» Travail demandé
Sélectionnez et recopiez toutes les lignes des enregistrements qui contiennent le mot « rock ».

» Enregistrements fournis

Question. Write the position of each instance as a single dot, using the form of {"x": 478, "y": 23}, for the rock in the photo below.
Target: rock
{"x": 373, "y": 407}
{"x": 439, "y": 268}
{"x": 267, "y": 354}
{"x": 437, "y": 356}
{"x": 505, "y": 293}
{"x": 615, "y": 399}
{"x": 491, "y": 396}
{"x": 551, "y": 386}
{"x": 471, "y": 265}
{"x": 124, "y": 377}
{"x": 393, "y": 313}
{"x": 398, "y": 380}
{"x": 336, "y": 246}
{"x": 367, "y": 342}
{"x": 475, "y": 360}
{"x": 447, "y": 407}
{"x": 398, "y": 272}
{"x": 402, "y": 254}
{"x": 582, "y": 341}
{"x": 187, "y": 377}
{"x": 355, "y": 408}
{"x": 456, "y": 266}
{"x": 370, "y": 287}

» Réponse au problème
Question. Write the position of each instance as a single dot, using the form of {"x": 478, "y": 23}, for the rock in the photo below.
Target: rock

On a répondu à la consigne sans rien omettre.